Selected excerpt.
§
# Crepe Pans!



## jenn star (Dec 13, 2001)

I would like to add a crepe pan to my Christmas list, however, I am at a loss to which brand to ask for. I would like one that works well and is not too expensive. Most of the pans that I have seen on the net (I've tried to research, but came up empty handed) seem great, but I would like to purchase, or receive, one of good quality. I would only need it for light use, if that matters in my decision. I am not a chef, simply a homemaker who loves to entertain. Help!! 
Thank you, 
Jenn Star


----------



## mudbug (Dec 30, 1999)

You may find the following information useful:

Crepe Pan opinions and reviews


----------



## kimmie (Mar 13, 2001)

Hello Jenn Star and welcome to Cheftalk.

I prefer the classic French crêpe pan. It's available at Williams-Sonoma for a reasonable price.


----------



## jock (Dec 4, 2001)
§
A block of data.
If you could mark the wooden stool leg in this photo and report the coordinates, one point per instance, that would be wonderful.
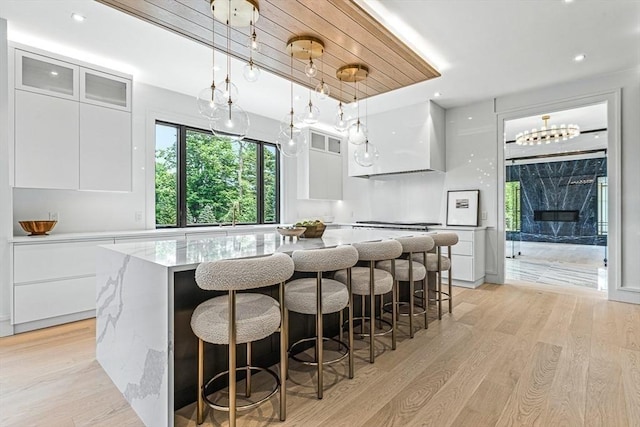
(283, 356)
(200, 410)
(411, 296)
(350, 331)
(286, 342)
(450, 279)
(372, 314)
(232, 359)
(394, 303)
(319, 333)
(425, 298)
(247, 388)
§
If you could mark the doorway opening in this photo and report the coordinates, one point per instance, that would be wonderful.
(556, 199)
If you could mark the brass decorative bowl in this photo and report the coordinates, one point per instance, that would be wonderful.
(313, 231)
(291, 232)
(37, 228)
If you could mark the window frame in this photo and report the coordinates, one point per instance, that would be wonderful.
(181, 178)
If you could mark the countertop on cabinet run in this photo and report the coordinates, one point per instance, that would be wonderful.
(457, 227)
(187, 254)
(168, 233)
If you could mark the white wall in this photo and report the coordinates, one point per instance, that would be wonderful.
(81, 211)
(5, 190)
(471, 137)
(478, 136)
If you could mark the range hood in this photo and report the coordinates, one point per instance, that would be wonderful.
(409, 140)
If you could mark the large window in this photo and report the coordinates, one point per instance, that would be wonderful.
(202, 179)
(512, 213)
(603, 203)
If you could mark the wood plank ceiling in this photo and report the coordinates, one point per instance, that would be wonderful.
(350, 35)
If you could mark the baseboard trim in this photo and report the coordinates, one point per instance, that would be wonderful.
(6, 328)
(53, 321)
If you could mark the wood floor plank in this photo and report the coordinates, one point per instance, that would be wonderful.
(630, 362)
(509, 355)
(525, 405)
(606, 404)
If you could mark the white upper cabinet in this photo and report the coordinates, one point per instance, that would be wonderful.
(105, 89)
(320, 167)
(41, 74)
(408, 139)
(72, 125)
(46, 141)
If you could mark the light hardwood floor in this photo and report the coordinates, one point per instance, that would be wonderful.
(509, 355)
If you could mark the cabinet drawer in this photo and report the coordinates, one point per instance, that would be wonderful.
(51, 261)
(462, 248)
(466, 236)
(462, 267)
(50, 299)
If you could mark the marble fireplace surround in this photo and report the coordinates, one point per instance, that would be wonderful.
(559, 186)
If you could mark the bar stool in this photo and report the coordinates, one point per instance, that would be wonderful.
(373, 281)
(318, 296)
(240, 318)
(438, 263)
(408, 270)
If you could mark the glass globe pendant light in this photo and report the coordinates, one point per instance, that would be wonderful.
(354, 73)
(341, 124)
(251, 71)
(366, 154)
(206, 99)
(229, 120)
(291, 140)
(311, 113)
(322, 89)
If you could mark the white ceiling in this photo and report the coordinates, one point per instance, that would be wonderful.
§
Instructions.
a) In the crepe pan thread, where does kimmie say the classic French crêpe pan can be bought?
b) Please resume the crepe pan thread from the point where it stops.

Exercise responses.
a) At Williams-Sonoma, for a reasonable price.

b)
I bought a "classic" French crepe pan made of steel for about $15. What a dud! Contrary to the manufacturer's claims, it did not heat evenly and when the center spot was done to perfection, the outer edges were pale. (Or the outer edges were done and the center was burned.)
I bought another one at Sur la Table. It is heavy aluminum with a non stick surface and it works great every time. It doesn't need to "get in the mood" as Jaque Pepin would say, unlike the steel pan. I don't recall the brand name but it was about $16 and worth every penny. 
A friend has a crepe pan that is slightly convexed. The idea is, you dip the surface of the pan in the batter and are thereby assured of a thin, even crepe every time without having to swirl the pan. I'm sorry, but again I forget the name of it. (I should know too because I seem to recall it being a Scottish name.)
Anyway, for my money non stick aluminum is the way to go.

Jock


----------



## bouland (May 18, 2001)

I have a large nonstick aluminum pan I use for large crepes, but for smaller ones I just use a nonstick frying pan -- which also works fine. The ones that dip in the batter are a gimick IMHO. The advantage the flat crepe pan has over a frying pan is the low edges make it easier to remove the cooked crepe from the pan with a long spatula. For more a crepes *click here*.


----------



## isa (Apr 4, 2000)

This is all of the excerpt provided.